-- Begin Quoted passage --

The vertical displacement (d_v) was derived from the cumulative line-of-sight displacement (d_LOS) by dividing by the vertical component of the unit LOS vector (U) on a per-pixel basis: d_v​=d_LOS​/U, where U=cos⁡(θ_inc). This assumes negligible horizontal displacement at the salars investigated, which could be validated in future work by decomposing ascending and descending geometries.

For the displacement calculations and maps, rasters and .h5 files were clipped to masks that were roughly hand-drawn along the visible borders of the salars. This method is not the most precise and must be refined in further work, using, for example, the USGS salar shapefiles (Mihalasky et al., 2020).

Parameters

For these LiCSBAS2 runs, the overall same parameters were applied. A coherence filter of 0.2 was used, which in future work should be redone and increased to at least 0.4, to ensure fewer artifacts are included in the time series analysis. A multilook factor of 2 was used, as this reduced phase noise, and improved coherence estimates. It was kept relatively modest, as I wanted to retain finer spatial detail, to be able to identify potential small-scale variations and influences of features. The start and end dates were generally also the same, from 23.12.2015 to 24.12.2025, with the end date being limited by the time the analyses were done earlier this year. Only Salar del Rincon had its end date clipped to 2022, as the COMET-LiCS interferograms for that frame were not available between 2022 and 2024 during the time of this project.

-- End Quoted passage --

__What is asked__.
(1) In the salar methods text, which salar had its end date cut short to 2022?
(2) From the salar methods text, pull out the passage starting at "The vertical displacement" and ending at "et al., 2020).".
Rely only on the salar methods text.

-- Begin Entries shown --

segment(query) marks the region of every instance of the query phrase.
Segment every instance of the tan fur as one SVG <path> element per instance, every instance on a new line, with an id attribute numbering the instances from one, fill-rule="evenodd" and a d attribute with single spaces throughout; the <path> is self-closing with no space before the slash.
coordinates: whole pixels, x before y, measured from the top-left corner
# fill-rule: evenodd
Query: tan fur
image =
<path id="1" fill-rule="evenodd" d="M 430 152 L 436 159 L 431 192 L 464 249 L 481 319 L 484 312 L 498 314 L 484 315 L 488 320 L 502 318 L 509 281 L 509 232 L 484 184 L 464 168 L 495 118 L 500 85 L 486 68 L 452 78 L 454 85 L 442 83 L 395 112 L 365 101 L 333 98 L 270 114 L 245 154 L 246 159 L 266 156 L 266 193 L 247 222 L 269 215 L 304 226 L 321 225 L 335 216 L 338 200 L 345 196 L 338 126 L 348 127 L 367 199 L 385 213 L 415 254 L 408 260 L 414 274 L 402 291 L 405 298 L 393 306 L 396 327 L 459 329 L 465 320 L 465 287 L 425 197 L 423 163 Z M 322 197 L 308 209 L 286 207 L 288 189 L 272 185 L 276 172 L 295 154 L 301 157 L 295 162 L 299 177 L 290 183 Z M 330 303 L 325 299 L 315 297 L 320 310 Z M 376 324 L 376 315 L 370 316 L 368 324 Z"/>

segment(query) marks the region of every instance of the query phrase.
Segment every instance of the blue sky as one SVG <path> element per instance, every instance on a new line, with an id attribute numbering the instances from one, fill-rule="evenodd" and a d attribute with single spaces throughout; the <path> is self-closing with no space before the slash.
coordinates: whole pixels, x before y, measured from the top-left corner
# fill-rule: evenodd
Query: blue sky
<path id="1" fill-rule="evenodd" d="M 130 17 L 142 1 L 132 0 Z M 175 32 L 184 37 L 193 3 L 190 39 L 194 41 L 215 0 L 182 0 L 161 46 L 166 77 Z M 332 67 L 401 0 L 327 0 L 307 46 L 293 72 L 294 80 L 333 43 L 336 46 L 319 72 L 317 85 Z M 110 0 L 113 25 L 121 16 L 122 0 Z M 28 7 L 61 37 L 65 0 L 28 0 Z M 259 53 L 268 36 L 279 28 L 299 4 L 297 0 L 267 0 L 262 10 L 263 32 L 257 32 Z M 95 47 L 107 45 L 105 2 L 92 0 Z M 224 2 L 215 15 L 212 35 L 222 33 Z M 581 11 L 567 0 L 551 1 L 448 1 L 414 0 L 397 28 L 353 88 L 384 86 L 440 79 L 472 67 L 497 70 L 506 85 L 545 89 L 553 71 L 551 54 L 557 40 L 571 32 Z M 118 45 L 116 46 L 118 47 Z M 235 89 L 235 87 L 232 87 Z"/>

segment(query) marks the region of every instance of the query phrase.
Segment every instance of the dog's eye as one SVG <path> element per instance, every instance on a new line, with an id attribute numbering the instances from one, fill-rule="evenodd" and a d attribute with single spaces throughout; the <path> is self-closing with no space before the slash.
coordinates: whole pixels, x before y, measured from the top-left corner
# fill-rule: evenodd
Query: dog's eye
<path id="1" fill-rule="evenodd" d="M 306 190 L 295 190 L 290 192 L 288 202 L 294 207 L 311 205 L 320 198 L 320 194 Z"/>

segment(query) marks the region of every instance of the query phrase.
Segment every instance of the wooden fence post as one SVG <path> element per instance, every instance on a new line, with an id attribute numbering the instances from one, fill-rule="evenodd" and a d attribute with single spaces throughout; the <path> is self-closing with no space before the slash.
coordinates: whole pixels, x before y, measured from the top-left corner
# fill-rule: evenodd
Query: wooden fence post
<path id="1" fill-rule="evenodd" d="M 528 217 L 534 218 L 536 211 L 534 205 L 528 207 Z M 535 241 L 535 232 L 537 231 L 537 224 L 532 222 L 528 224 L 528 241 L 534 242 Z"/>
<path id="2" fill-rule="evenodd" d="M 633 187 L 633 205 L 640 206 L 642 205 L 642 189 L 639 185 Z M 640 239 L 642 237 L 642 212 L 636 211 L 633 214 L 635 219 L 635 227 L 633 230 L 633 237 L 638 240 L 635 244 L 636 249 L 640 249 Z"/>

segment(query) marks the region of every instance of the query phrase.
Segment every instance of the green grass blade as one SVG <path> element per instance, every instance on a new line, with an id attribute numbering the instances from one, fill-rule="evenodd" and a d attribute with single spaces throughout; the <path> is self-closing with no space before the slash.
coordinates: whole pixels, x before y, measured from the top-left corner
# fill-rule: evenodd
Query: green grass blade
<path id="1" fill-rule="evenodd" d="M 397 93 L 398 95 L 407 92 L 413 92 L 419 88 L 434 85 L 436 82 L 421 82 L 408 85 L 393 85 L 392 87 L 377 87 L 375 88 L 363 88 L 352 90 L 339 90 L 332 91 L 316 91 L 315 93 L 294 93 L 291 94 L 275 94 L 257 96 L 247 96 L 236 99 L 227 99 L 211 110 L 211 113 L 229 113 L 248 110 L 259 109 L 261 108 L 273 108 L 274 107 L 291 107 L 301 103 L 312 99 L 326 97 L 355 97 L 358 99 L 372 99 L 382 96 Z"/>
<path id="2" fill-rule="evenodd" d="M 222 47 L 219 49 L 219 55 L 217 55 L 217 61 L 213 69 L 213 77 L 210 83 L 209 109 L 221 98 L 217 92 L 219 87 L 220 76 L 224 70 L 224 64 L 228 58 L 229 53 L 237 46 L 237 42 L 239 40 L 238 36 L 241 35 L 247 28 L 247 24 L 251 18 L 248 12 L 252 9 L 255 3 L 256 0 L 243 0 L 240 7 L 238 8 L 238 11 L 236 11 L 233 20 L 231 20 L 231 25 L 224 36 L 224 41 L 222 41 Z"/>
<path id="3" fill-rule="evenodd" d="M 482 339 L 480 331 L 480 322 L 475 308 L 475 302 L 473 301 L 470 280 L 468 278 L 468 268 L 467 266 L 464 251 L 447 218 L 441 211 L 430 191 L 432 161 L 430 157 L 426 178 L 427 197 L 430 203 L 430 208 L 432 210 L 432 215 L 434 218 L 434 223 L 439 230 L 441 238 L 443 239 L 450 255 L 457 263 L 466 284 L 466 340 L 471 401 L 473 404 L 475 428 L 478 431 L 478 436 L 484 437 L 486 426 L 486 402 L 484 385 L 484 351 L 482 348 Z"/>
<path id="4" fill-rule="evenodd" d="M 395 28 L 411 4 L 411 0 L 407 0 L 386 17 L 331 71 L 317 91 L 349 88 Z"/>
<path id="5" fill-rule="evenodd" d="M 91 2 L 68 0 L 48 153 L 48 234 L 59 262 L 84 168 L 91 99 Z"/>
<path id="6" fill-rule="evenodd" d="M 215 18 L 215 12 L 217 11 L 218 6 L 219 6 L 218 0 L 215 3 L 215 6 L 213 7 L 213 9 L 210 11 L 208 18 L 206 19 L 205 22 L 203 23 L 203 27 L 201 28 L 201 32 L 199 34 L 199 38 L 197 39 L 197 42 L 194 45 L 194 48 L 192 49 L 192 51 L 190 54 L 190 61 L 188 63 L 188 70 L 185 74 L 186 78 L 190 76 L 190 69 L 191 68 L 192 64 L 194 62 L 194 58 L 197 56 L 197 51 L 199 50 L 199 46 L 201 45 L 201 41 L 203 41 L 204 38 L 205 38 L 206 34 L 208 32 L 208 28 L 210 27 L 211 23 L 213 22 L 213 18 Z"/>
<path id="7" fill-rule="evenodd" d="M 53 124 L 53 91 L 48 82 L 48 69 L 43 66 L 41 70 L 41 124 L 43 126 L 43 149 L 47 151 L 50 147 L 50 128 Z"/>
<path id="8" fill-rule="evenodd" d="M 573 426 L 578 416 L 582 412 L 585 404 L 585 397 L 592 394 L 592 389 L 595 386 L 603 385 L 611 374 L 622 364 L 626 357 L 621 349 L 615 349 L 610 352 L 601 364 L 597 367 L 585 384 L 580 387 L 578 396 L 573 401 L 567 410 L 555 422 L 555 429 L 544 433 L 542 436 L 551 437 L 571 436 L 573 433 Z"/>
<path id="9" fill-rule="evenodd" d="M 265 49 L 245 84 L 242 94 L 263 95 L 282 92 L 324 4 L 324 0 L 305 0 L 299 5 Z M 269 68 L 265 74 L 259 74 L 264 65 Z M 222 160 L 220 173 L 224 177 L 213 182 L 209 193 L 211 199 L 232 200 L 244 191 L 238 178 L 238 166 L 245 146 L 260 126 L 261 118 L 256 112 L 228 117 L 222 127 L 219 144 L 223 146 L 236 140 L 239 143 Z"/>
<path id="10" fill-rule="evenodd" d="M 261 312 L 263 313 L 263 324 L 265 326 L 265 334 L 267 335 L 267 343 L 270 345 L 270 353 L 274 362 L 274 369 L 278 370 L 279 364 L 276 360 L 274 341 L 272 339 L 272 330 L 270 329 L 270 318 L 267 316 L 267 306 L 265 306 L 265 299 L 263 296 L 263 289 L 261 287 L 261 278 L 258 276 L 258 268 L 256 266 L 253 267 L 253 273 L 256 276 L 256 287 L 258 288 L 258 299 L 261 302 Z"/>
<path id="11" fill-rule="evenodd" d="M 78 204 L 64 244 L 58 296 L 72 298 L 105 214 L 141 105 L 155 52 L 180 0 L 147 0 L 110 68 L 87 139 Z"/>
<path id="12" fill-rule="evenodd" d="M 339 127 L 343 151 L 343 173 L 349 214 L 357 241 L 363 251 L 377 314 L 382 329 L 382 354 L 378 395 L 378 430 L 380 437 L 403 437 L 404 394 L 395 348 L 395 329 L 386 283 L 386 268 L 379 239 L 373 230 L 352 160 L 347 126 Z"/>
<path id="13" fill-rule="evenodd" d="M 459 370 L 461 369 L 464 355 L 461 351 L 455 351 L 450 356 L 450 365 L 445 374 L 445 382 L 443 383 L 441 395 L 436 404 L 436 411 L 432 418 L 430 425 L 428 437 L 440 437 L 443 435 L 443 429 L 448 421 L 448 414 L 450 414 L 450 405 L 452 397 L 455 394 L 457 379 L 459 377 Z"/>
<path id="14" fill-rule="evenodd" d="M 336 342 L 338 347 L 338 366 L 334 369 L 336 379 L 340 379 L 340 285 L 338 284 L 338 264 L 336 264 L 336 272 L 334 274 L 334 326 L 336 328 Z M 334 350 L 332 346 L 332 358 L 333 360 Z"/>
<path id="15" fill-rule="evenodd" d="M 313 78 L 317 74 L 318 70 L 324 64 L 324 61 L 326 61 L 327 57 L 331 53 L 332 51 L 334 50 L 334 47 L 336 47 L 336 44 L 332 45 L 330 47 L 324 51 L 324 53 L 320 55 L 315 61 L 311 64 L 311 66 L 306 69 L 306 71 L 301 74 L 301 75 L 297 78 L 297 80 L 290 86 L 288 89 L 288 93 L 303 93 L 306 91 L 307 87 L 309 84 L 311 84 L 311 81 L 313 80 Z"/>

-- End Entries shown --

__Task solutions__.
(1) Salar del Rincon

(2)
The vertical displacement (d_v) was derived from the cumulative line-of-sight displacement (d_LOS) by dividing by the vertical component of the unit LOS vector (U) on a per-pixel basis: d_v​=d_LOS​/U, where U=cos⁡(θ_inc). This assumes negligible horizontal displacement at the salars investigated, which could be validated in future work by decomposing ascending and descending geometries.

For the displacement calculations and maps, rasters and .h5 files were clipped to masks that were roughly hand-drawn along the visible borders of the salars. This method is not the most precise and must be refined in further work, using, for example, the USGS salar shapefiles (Mihalasky et al., 2020).